INSTRUCTIONS TO FOLLOW >> Using the word "with" as the filter, copy each matching line from the records.

(Images for object localization)
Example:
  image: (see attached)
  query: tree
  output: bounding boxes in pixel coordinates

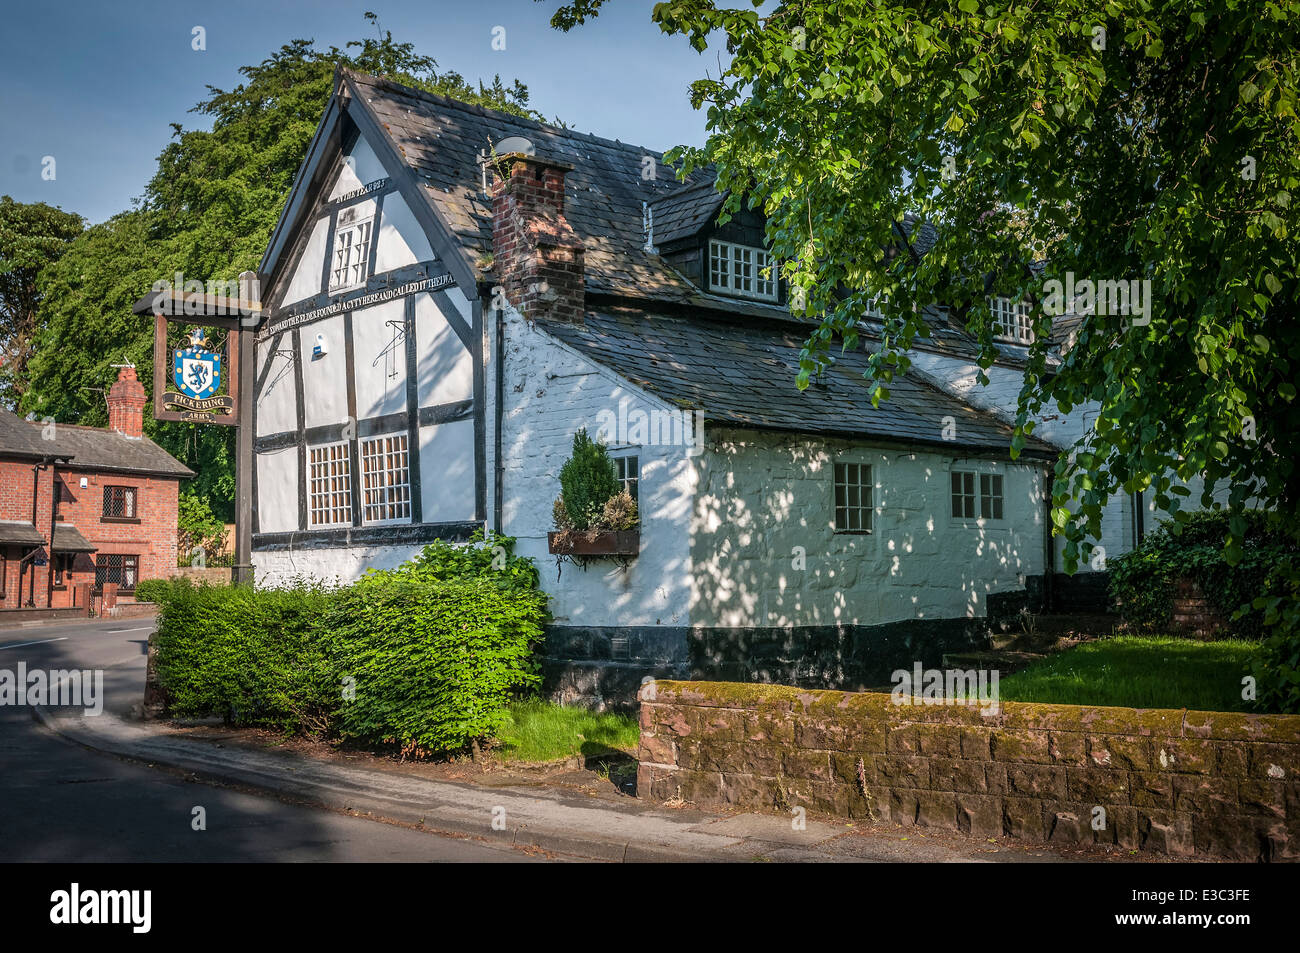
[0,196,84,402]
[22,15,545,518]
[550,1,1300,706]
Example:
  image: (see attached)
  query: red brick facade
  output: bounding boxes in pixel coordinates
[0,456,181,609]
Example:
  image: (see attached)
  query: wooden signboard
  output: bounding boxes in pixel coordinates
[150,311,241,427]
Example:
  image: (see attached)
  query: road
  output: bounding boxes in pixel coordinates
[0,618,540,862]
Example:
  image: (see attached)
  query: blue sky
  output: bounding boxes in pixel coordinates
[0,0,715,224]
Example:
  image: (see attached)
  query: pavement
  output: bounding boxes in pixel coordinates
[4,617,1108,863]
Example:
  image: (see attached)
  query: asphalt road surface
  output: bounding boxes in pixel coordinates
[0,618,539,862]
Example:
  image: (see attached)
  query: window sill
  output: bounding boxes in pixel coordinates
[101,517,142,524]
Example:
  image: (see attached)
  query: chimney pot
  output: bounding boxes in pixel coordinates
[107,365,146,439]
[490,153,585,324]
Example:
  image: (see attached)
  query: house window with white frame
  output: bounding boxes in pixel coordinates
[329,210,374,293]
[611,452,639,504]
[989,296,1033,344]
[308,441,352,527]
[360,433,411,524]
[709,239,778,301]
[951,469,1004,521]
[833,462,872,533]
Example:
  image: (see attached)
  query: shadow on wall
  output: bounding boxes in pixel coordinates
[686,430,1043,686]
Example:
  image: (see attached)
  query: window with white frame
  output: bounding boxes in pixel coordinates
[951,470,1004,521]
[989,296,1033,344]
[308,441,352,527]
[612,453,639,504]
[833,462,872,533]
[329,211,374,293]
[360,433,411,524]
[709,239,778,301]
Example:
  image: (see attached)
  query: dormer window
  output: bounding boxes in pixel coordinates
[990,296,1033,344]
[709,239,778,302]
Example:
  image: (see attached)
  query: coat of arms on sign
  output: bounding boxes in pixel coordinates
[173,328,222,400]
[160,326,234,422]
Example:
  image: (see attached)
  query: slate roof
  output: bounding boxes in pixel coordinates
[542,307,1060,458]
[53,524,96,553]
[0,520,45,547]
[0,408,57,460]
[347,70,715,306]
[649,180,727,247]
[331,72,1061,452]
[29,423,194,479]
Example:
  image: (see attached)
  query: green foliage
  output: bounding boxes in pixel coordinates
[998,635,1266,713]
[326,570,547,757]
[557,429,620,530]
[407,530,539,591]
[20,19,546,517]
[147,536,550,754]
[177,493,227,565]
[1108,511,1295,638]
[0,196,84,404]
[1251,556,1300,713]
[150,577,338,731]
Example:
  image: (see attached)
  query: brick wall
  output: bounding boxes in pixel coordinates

EXERCISE ANSWER >>
  query: house window with white frame
  query: window with white frame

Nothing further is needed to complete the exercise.